Problem statement: Would you print all of the entries exactly, please, but without their pictures?

The data:
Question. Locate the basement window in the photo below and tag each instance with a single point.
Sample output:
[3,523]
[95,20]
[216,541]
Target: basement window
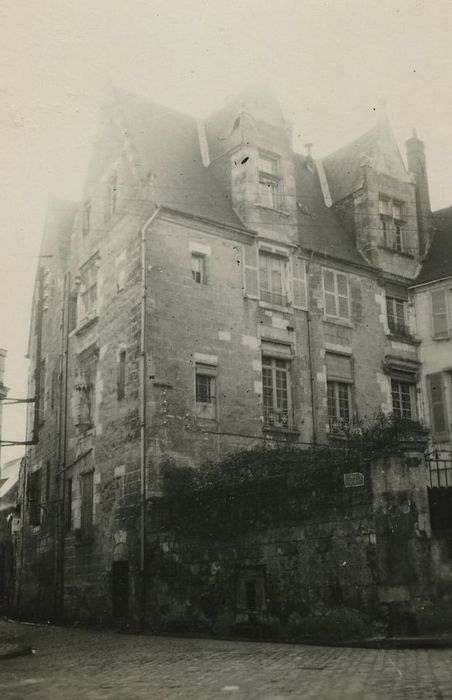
[198,268]
[251,595]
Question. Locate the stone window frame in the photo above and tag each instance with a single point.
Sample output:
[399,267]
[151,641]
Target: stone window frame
[277,358]
[206,390]
[338,296]
[445,313]
[271,179]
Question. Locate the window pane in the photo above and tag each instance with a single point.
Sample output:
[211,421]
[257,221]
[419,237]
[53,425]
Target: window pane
[328,281]
[330,304]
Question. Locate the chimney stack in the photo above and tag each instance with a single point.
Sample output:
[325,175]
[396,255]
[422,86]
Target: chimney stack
[415,151]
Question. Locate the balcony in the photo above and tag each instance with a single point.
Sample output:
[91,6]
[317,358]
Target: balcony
[277,418]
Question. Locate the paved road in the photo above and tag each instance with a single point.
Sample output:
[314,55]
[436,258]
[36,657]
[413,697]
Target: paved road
[74,664]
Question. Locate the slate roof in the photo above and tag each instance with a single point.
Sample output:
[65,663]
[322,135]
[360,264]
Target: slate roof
[319,227]
[438,263]
[168,146]
[342,168]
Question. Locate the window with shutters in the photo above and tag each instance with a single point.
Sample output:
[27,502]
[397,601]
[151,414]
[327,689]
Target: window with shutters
[393,225]
[336,295]
[299,283]
[339,392]
[206,391]
[273,278]
[439,421]
[87,504]
[440,314]
[396,314]
[34,497]
[86,389]
[276,385]
[270,184]
[403,399]
[88,289]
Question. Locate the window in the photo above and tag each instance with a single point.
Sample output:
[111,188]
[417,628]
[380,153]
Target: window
[86,217]
[339,413]
[87,504]
[396,315]
[88,287]
[198,268]
[273,278]
[121,271]
[251,597]
[402,399]
[206,384]
[48,475]
[393,225]
[42,390]
[276,386]
[339,392]
[68,505]
[440,317]
[85,387]
[34,497]
[269,182]
[438,406]
[112,193]
[336,295]
[122,374]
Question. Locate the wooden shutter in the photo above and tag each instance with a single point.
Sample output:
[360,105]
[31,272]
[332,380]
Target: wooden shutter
[250,276]
[438,407]
[339,367]
[342,295]
[329,290]
[299,297]
[439,314]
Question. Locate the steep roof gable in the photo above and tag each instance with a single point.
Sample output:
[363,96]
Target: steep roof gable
[438,263]
[165,144]
[378,145]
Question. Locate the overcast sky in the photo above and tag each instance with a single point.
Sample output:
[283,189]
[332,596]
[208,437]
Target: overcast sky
[329,61]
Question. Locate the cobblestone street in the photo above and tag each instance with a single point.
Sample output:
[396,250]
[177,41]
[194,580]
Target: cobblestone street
[74,664]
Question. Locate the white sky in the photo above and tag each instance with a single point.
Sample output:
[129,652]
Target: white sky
[329,61]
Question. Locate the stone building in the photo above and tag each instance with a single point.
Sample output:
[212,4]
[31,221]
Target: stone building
[433,301]
[213,290]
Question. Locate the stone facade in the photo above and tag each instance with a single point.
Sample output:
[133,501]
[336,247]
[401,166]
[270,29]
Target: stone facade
[214,290]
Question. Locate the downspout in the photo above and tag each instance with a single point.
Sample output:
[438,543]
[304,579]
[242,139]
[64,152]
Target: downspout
[61,474]
[143,413]
[311,365]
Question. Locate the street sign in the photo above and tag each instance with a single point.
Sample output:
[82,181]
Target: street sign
[353,479]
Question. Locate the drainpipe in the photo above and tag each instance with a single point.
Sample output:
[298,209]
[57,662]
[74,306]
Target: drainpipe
[311,364]
[143,421]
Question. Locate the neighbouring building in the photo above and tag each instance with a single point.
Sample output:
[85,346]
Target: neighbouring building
[433,302]
[9,484]
[213,290]
[3,393]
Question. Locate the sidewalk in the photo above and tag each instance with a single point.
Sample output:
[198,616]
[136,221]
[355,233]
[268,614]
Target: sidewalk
[13,640]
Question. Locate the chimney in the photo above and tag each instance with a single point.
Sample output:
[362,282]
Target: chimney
[2,370]
[417,168]
[3,393]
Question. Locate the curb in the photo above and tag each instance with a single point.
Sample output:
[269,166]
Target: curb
[15,651]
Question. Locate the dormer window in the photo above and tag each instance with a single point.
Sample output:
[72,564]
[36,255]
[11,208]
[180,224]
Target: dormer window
[269,181]
[393,225]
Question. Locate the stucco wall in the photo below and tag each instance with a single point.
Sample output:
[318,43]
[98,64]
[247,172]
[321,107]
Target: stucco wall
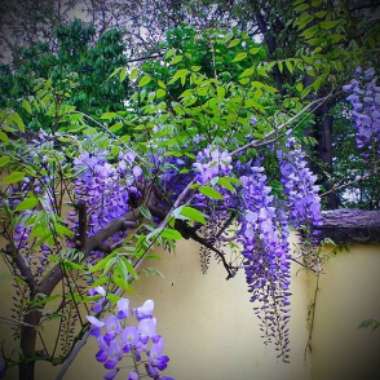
[211,332]
[349,293]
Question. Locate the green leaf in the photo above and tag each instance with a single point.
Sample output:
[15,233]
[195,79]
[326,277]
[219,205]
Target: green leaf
[180,74]
[134,74]
[123,74]
[4,137]
[14,177]
[327,25]
[16,119]
[251,103]
[145,80]
[108,116]
[247,72]
[176,59]
[171,234]
[160,93]
[210,192]
[4,160]
[26,106]
[226,183]
[234,43]
[239,57]
[193,214]
[27,204]
[254,51]
[161,84]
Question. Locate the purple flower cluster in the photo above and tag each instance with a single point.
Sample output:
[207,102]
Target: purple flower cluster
[298,181]
[264,234]
[211,163]
[364,97]
[118,337]
[104,188]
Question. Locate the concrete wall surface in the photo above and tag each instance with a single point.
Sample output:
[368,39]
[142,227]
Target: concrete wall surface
[211,332]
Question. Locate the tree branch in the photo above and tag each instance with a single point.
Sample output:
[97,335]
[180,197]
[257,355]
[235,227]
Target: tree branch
[21,265]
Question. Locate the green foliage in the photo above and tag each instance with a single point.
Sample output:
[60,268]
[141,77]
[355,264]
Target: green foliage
[79,70]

Result for this task:
Question. Locate the basement window in the photo below and tag each instance with a single point.
Sample output:
[3,523]
[95,20]
[216,541]
Target: basement window
[198,268]
[251,595]
Question. Locate the stone window frame in the photo above and tag each instance with a single point.
Sample output:
[399,267]
[151,641]
Target: stone window frame
[277,358]
[206,390]
[338,296]
[445,313]
[271,179]
Question. Locate the window pane in the photo above and tag each instance with a single point.
Sample output:
[211,421]
[257,221]
[419,237]
[53,425]
Target: window pane
[328,281]
[330,304]
Question. Locate the chimney stack in the photo above and tag each instance with a single point.
Sample output:
[325,175]
[396,255]
[422,86]
Target: chimney stack
[415,151]
Question. Locate the balcony in the photo above and tag each instance with a single point.
Sample output:
[91,6]
[317,358]
Target: balcony
[277,418]
Question. Locate the paved road in the photo above and tag each instance with a single point.
Sample output:
[314,55]
[436,258]
[36,657]
[413,697]
Target: paved road
[74,664]
Question. Locate the slate roof in the photo above and tag each instance with a single point.
Sample output:
[65,663]
[322,135]
[360,264]
Target: slate roof
[319,227]
[438,263]
[168,146]
[342,168]
Question. Locate the window with shutters in the photo above and tag each instance with a single point.
Sample output:
[27,502]
[397,601]
[151,414]
[327,689]
Target: window with shutters
[393,225]
[336,295]
[299,283]
[339,392]
[206,391]
[273,278]
[439,421]
[87,504]
[440,314]
[396,314]
[34,497]
[86,389]
[276,385]
[270,184]
[403,399]
[88,289]
Question. Locate the window in the photo above and tag each instance with a single point.
Sample output:
[111,188]
[417,628]
[380,153]
Target: window
[86,217]
[339,413]
[87,504]
[396,315]
[88,287]
[198,268]
[273,278]
[121,271]
[251,597]
[402,399]
[206,384]
[48,475]
[393,225]
[42,390]
[276,386]
[339,392]
[68,505]
[440,317]
[85,387]
[34,497]
[269,182]
[438,406]
[112,193]
[336,295]
[122,374]
Question. Locate the wooden shutter in the photo above and tag each instance with a single point.
Sample output:
[360,105]
[31,272]
[332,380]
Target: wooden shutter
[250,276]
[438,407]
[339,367]
[342,295]
[329,290]
[299,297]
[439,314]
Question. Locate the steep roof gable in the photo above and tag each instance with a single point.
Sample output:
[363,96]
Target: steep roof gable
[438,263]
[165,144]
[378,145]
Question. Locate the overcast sky in the photo above and tag each instance with a single point.
Sample output:
[283,189]
[332,596]
[208,437]
Target: overcast sky
[329,61]
Question. Locate the cobblestone street in the photo above and tag each instance with a single point.
Sample output:
[396,250]
[177,41]
[194,580]
Target: cobblestone street
[74,664]
Question. Locate the white sky in the photo above and tag each instance with a single point.
Sample output:
[129,652]
Target: white sky
[329,61]
Question. Locate the stone building in the photo above and tag each instance with a single point.
Sample output:
[212,4]
[31,221]
Target: stone building
[433,301]
[213,290]
Question. Locate the stone facade in the photo above and tag each instance with a single point.
Sample output:
[133,501]
[336,247]
[401,166]
[270,29]
Target: stone facade
[214,290]
Question. Locate the downspout in the photo above and tag each instance with a single point.
Sample output:
[438,543]
[304,579]
[242,139]
[64,152]
Target: downspout
[61,474]
[143,413]
[311,365]
Question. Locate the street sign in the photo above and tag each instance with a single point.
Sample output:
[82,181]
Target: street sign
[353,479]
Question. Locate the drainpipe in the photo above and tag each instance with a single point.
Sample output:
[298,209]
[57,662]
[74,306]
Target: drainpipe
[311,364]
[143,421]
Question. Locate the neighbouring building in the photo above and tag each instance with a single point.
Sample output:
[85,346]
Target: neighbouring building
[433,302]
[9,484]
[213,290]
[3,393]
Question. Locate the sidewalk in the photo above and tag each instance with a single point.
Sample output:
[198,616]
[136,221]
[355,233]
[268,614]
Target: sidewalk
[13,640]
Question. Locate the chimney in the photo above and tag each instance with a single point.
Sample output:
[362,282]
Target: chimney
[2,370]
[417,168]
[3,393]
Question. Locate the curb in the photo above and tag each instance with a single point.
Sample output:
[269,166]
Target: curb
[15,651]
Question. Locate the dormer window in the photo above and tag each instance with a single point.
Sample output:
[72,564]
[36,255]
[11,208]
[180,224]
Target: dormer window
[269,181]
[393,225]
Question. Locate the stucco wall in the photo below and tag each instance with a single point.
Sample output:
[318,43]
[98,64]
[247,172]
[321,107]
Target: stucco wall
[211,332]
[349,293]
Question. Locate the green leaf in the photo above and tag each instance with a single point.
Sample output:
[15,233]
[195,79]
[326,277]
[219,205]
Target: green leaf
[180,74]
[134,74]
[123,74]
[4,137]
[14,177]
[327,25]
[16,119]
[251,103]
[145,80]
[108,116]
[247,72]
[176,59]
[171,234]
[160,93]
[210,192]
[4,160]
[26,106]
[226,183]
[234,43]
[239,57]
[193,214]
[27,204]
[254,51]
[161,84]
Question. Locate the purple flower cluster in the photo above and tag each instance with a single point.
Sample output:
[207,102]
Target: purple flower cluster
[298,181]
[264,234]
[211,163]
[364,97]
[118,337]
[104,188]
Question. Locate the concrete wall surface in the photo above and tag each instance with a single point.
Sample output:
[368,39]
[142,227]
Target: concrete wall surface
[211,332]
Question. Locate the tree branch in the photo above and tag each instance with a single point.
Sample output:
[97,335]
[180,197]
[257,355]
[235,227]
Target: tree branch
[21,265]
Question. Locate the green foliage in the photo above and tag each instance with a single point.
Sample output:
[60,268]
[141,77]
[355,264]
Target: green foliage
[79,70]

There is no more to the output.